[Elecraft] I need a Sherlock Holmes (weird spurs on 40m) [resolution]
Lou Mecseri
lmecseri at cfl.rr.com
Thu Jun 9 18:39:49 EDT 2022
A bright "moon light" can keep solar panels generating solar power.
73, Lou KE1F
On 6/9/2022 20:09, Alan Bloom wrote:
> Mystery solved! The spurs appear to be coming from a solar
> installation on a house about 1/2 mile (3/4 km) from my house.
>
> One interesting point is that the spurs do not go away at sundown, but
> continue until fairly late in the evening. Apparently that solar
> installation must have some kind of battery to store the energy.
>
> Solar panels are DC devices and do not themselves generate
> interference. Rather it is the inverter(s) and other electronics that
> are the problem. There are two kinds of solar systems -- the ones
> with all the panels in series feeding a single inverter and the kind
> with a separate inverter for each panel. The latter is the kind I had
> on my house in California before it was destroyed in a fire and I
> never had a noise problem. I have heard that the single-inverter
> systems are more troublesome from an RFI standpoint. There was an
> article in April 2016 QST magazine about how to mitigate RFI from
> solar systems. ("Can Solar Power and Ham Radio Coexist?" by Tony
> Brock-Fisher K1KP)
>
> ------------------------------
>
> The story: I finally go around to walking around the neighborhood
> with my KX2. I only have the AX1 antenna for it, which is not
> resonant on the 40 meter band, and I was not using a counterpoise so I
> could barely hear the signal from in front of my house.
>
> I started walking south down the street but the signal seemed to be
> getting weaker. So I turned around and walked north. The signal was
> getting slightly stronger the farther I went. I turned right at the
> end of the street onto another street and it kept gradually getting a
> little stronger. At one point I suspected it might be coming from a
> Montessori school, but when I walked down the access street toward it
> it didn't get any stronger. Plus with everything in the news these
> days I didn't think it would be a good idea for a strange man holding
> a strange contraption to be walking around the school grounds. :=)

▶ _REQUIREMENTS_:
1: Collect every line of the entries that contains the word "note".
2: Write what comes next in the mailing-list post about tracing 40-meter spurs to a neighbor's solar installation, picking up after its final sentence.

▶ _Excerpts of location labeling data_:
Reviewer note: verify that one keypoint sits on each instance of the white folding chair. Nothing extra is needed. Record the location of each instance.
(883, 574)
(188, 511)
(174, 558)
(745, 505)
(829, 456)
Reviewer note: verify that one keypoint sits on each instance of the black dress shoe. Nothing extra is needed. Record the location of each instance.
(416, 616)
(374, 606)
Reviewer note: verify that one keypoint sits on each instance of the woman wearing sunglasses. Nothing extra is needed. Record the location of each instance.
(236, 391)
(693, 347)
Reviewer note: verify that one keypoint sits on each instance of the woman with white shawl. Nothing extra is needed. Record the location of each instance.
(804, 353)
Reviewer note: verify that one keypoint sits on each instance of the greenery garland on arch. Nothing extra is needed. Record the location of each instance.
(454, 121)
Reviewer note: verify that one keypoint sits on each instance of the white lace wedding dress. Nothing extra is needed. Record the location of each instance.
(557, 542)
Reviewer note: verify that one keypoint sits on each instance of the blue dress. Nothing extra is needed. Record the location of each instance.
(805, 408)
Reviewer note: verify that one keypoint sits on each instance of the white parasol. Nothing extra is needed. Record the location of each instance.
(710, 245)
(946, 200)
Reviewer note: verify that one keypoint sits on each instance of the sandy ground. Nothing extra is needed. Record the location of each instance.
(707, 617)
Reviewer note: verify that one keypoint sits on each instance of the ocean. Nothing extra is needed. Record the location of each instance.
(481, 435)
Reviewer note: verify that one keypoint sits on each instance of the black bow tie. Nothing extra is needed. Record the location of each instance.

▶ _ANSWERS GIVEN_:
1:
Reviewer note: verify that one keypoint sits on each instance of the white folding chair. Nothing extra is needed. Record the location of each instance.
Reviewer note: verify that one keypoint sits on each instance of the black dress shoe. Nothing extra is needed. Record the location of each instance.
Reviewer note: verify that one keypoint sits on each instance of the woman wearing sunglasses. Nothing extra is needed. Record the location of each instance.
Reviewer note: verify that one keypoint sits on each instance of the woman with white shawl. Nothing extra is needed. Record the location of each instance.
Reviewer note: verify that one keypoint sits on each instance of the greenery garland on arch. Nothing extra is needed. Record the location of each instance.
Reviewer note: verify that one keypoint sits on each instance of the white lace wedding dress. Nothing extra is needed. Record the location of each instance.
Reviewer note: verify that one keypoint sits on each instance of the blue dress. Nothing extra is needed. Record the location of each instance.
Reviewer note: verify that one keypoint sits on each instance of the white parasol. Nothing extra is needed. Record the location of each instance.
Reviewer note: verify that one keypoint sits on each instance of the sandy ground. Nothing extra is needed. Record the location of each instance.
Reviewer note: verify that one keypoint sits on each instance of the ocean. Nothing extra is needed. Record the location of each instance.
Reviewer note: verify that one keypoint sits on each instance of the black bow tie. Nothing extra is needed. Record the location of each instance.

2:
>
> So I kept walking down the main street and within a couple blocks the
> signal started to rapidly increase in strength. It peaked in front of
> a certain house, strongest at the right side of the house. Sure enough
> there are solar panels on that side of the roof. The signal was
> peaking about S4 or S5 on the KX2 S-meter. Again, this is with a
> non-resonant antenna with no counterpoise.
>
> As I mentioned, the spurs are about S6 on the ground-mounted trap
> vertical at my house and they are almost buried in the noise when the
> band opens up at night. So I'm not going to bug the neighbor about
> it. But I bet they would have trouble trying to listen to AM radio at
> their house.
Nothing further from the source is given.